Ésta es la hora de ser grandes

El 10 de mayo se ha abierto la puerta para los que quieran tender puentes y hacer cosas mejores.

Fue un 10 de mayo que sucedió el portento. Hace 19 años, Nelson Mandela tomó juramento como primer presidente negro de una Sudáfrica democrática.

La coincidencia es propicia para iluminar lo que vivimos en Guatemala la semana pasada. La historia del pueblo sudafricano y su grandeza obligan a la reflexión.

Como escribiera Mandela en su calendario de cárcel el lejano 2 de junio de 1979, “en un país enfermo, cada paso a la salud es un insulto para quienes viven de su enfermedad”. El juicio y los veredictos que dio el Tribunal el viernes pasado no son apenas problema, sino más bien muestran los retos de fondo: una sociedad desigual, un Estado injusto, una herida no sanada, gente atroz que hoy bajo amenaza se lanza desesperada al ataque.

Hemos pasado una página, y vemos los guatemaltecos −poderosos y débiles por igual− que la justicia sólo podrá venir de los tribunales, con buena práctica y sin pirotecnia leguleya. A la vez, no nos engañemos. Seguirá la estrategia de descalificación, el continuo azuzar de miedos atávicos. Atajar estos retos será necesario, pero lo importante no está aquí.

Como advierten los analistas afines al régimen, el problema no es un supuesto descrédito internacional, sino la bancarrota social, política y territorial que se cierne sobre el “ensayo de país mal escrito”[1] que es la Guatemala liberal. El statu quo no aguantará sin cambios si se sostiene el fallo, pero tampoco lo hará por mucho tiempo aunque se descarrile el caso. Conservar lo que hay ya no logrará superar la urgencia de cambiar el balance de poder en el país.

Pérez Molina, como político práctico, ya reconoció que ello significa ceder y lo ensaya de palabra. Lamentablemente para él es tarde, y ha debido recibir por la piel la lección: las decisiones políticas se toman por razones prácticas, pero las decisiones de Estado deben predicarse sobre una ética sólida. Cosa que nos devuelve a la experiencia de Sudáfrica.

Lo que dio éxito a la democracia en ese país fue un cambio en el balance de poder. Contó para ello la dignidad moral de la causa contra la discriminación, el pragmatismo del régimen blanco para abandonar su trinchera de privilegio insostenible, y la presión de la comunidad internacional. Marcó diferencia la altura humana de los líderes: grandeza de ánimo de unos para perdonar los tratos terribles, audacia de otros para aceptar una Comisión de Verdad y Reconciliación que exigía la admisión de culpa como requisito inescapable para la amnistía. Fue esencial el liderazgo de las posiciones moderadas para encontrar el terreno medio a pesar de una violencia extremista que procuraba a toda costa estropear el diálogo.

Tareas del ejercicio -
1. Reproduce del texto de referencia el tramo entre "Ésta es la hora" y "a la reflexión.", ambos incluidos.
2. Según el texto de referencia, ¿qué ocurrió con Nelson Mandela un 10 de mayo?
3. Indica, por favor, si cada afirmación coincide con el texto de referencia y cita las palabras que lo deciden: (a) Mandela escribió la frase citada en su calendario de cárcel en 1979. (b) Según los analistas afines al régimen, el problema es el descrédito internacional. (c) La Comisión de Verdad y Reconciliación exigía la admisión de culpa para conceder la amnistía.

Extracto de datos -
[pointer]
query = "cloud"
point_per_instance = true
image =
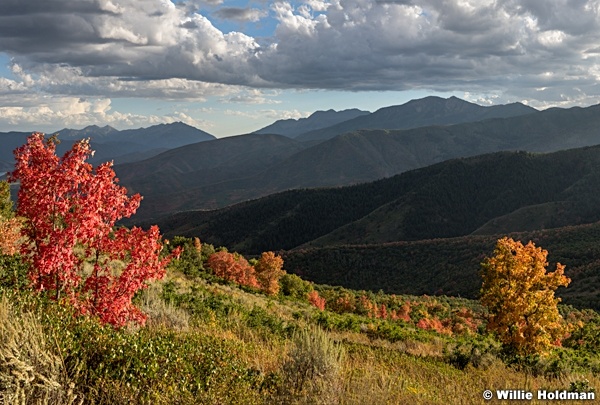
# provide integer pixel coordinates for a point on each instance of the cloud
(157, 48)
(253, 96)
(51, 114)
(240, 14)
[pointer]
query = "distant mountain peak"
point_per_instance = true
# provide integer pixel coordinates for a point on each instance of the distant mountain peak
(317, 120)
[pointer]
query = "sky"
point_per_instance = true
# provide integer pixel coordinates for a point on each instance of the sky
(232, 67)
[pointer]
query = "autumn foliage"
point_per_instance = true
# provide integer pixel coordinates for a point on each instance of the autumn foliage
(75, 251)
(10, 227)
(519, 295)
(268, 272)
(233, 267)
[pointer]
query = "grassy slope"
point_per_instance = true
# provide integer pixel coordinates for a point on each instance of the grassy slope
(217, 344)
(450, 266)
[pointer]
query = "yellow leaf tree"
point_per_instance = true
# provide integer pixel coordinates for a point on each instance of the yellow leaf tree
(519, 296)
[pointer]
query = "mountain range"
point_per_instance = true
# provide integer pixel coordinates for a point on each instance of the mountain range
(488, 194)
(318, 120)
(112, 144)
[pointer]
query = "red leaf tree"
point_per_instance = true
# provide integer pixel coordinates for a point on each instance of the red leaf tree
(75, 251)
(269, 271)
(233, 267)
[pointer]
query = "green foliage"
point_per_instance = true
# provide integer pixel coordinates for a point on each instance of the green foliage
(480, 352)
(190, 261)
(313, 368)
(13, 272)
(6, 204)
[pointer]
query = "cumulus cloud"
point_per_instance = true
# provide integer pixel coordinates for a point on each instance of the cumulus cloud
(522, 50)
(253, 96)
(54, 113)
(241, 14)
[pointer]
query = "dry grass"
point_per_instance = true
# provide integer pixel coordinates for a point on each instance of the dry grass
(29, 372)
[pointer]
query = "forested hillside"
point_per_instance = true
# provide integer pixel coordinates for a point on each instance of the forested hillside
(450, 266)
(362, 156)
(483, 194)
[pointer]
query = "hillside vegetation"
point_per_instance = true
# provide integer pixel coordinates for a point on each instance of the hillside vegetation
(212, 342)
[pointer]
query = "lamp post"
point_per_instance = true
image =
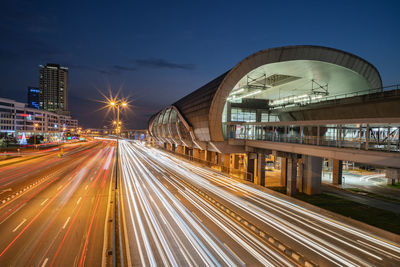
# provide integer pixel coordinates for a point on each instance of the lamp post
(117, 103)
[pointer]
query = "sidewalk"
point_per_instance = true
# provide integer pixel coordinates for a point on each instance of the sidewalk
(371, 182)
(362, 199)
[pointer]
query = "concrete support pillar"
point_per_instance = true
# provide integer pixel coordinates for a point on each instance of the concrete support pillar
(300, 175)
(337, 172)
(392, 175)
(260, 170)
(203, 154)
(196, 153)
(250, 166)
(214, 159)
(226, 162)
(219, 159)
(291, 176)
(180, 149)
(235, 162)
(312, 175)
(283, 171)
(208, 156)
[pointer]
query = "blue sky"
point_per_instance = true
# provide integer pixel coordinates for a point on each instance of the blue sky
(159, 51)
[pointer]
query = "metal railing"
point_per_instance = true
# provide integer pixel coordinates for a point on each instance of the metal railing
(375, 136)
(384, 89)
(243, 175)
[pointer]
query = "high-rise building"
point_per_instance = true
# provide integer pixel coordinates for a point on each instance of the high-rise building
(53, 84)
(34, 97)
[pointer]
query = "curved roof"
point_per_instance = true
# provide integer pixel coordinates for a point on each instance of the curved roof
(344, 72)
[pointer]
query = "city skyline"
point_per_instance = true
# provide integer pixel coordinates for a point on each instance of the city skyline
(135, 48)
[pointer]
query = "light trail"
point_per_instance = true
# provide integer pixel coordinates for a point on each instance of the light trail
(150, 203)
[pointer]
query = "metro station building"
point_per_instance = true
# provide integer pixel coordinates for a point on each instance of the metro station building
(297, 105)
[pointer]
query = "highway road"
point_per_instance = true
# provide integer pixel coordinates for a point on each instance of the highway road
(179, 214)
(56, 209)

---

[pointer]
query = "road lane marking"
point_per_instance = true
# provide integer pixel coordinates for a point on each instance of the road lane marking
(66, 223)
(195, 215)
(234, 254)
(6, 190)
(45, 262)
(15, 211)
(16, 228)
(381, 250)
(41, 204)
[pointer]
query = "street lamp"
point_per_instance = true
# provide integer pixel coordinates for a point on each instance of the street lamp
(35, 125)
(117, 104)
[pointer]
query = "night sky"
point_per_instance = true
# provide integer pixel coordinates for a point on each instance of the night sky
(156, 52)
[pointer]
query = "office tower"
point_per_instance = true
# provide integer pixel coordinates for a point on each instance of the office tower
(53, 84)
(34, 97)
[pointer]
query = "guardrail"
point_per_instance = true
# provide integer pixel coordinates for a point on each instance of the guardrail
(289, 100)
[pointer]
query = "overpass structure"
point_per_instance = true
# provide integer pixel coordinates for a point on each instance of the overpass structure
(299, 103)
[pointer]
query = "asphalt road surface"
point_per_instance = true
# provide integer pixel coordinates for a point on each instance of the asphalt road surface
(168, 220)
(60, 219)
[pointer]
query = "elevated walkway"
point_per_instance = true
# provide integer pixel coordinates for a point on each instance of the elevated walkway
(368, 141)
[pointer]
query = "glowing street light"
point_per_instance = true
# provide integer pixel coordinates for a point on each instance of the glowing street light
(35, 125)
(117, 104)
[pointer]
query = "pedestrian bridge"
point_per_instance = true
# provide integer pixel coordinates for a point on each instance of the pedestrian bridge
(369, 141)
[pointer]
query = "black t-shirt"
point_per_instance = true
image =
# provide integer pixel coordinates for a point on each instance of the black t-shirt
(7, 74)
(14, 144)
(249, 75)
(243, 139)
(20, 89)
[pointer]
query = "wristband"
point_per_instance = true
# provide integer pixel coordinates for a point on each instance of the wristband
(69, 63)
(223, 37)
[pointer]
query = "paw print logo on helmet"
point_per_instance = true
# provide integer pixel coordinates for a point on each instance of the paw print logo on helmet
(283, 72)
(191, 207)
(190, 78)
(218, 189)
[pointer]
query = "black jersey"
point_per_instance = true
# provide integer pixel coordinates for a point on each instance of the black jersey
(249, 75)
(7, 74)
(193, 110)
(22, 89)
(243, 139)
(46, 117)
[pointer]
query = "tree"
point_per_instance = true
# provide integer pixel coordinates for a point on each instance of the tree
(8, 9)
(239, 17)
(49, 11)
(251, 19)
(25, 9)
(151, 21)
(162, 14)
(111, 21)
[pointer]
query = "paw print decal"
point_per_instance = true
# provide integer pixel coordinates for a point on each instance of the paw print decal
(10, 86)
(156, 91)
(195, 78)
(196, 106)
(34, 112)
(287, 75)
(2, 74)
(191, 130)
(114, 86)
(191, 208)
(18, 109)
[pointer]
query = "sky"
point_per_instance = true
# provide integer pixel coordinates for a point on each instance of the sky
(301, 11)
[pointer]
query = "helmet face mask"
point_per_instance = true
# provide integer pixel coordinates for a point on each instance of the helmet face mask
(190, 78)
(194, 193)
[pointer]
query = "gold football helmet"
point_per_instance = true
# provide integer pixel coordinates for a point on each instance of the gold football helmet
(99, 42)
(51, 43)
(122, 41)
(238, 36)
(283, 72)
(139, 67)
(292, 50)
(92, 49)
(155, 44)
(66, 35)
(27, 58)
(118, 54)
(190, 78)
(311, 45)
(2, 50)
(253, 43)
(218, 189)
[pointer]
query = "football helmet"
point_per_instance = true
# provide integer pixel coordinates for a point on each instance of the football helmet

Lista de respuestas -
1.
Ésta es la hora de ser grandes

El 10 de mayo se ha abierto la puerta para los que quieran tender puentes y hacer cosas mejores.

Fue un 10 de mayo que sucedió el portento. Hace 19 años, Nelson Mandela tomó juramento como primer presidente negro de una Sudáfrica democrática.

La coincidencia es propicia para iluminar lo que vivimos en Guatemala la semana pasada. La historia del pueblo sudafricano y su grandeza obligan a la reflexión.

2. Tomó juramento como primer presidente negro de una Sudáfrica democrática.

3.
(a) Sí: "Como escribiera Mandela en su calendario de cárcel el lejano 2 de junio de 1979".
(b) No: "el problema no es un supuesto descrédito internacional, sino la bancarrota social, política y territorial".
(c) Sí: "exigía la admisión de culpa como requisito inescapable para la amnistía".